Two of the 75 signs of religious extremism designed by officials are having a beard, which is what Taliban members have, and wearing a hijab, which the Taliban requires of women.

China now wants to eradicate this “mental illness,” which it believes 3 million Uighur Muslims have, through 385 concentration camps, which it refers to as “vocational training centers.”

The Taliban’s first task is to rebuild Afghanistan.

Taliban spokesman Zabihullah Mujahid told an Italian newspaper that the group would rely primarily on financing from China.

He stated that Beijing’s Belt and Road Initiative was held in high regard by the Taliban.

There are “rich copper mines in the country, which, thanks to the Chinese, can be put back into operation and modernized. In addition, China is our pass to markets all over the world,” he said.

For China, no interest is superior to that of Xinjiang, not only from a natural resources perspective, but also from the point of view of strategic interests, as it sees the region as the gateway to the West. Therefore, China will not give any aid without making a promise or taking a step on the Uighur issue.

To maintain cooperation with the Taliban, the Uighur genocide and mass incarceration of Muslims must be hidden.

+===+

* **Exercise task a**: Reproduce the lamp-head entry that follows, line for line, with nothing changed.

+===+

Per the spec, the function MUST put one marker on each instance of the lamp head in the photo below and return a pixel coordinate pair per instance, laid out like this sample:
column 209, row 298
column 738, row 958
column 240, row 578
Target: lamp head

+===+

* **Exercise task b**: Carry on the passage about China, the Taliban and the Uighurs, starting after its final sentence.

* **Result a**:
Per the spec, the function MUST put one marker on each instance of the lamp head in the photo below and return a pixel coordinate pair per instance, laid out like this sample:
column 209, row 298
column 738, row 958
column 240, row 578
Target: lamp head

* **Result b**:
Therefore, China is doing everything it can to cover up the genocide. It presents the country as the victim of Uighur separatism and US-led Western propaganda, which it says result from jealousy of China’s development.

The shift in the international agenda is also a golden opportunity for China to distract public attention. US hostility must continue to grow and flourish in the Muslim world, especially among Taliban supporters.

For this reason, the Xinhua news agency has complained that the US made a hasty exit from Afghanistan.

“Death, bloodshed and a tremendous humanitarian tragedy are what the US has truly left behind in Afghanistan,” it said.

For someone who fully understands the Uighur situation, the accusation is illogical: Should the US have remained in Afghanistan, saying: “It is a historical part of the US,“ as China has been saying about occupying East Turkestan?

Should the US relocate immigrants from the US to Afghanistan to destroy its demographic and make Afghans a minority in their homeland, as China did in East Turkestan with its Han immigration policy?

Should the US establish concentration camps, as China did when it incarcerated 3 million Uighurs under the guise of eradicating terrorism?

The logical comparison between the US and China presents disadvantages to Beijing maintaining a friendship with the Taliban in the long term.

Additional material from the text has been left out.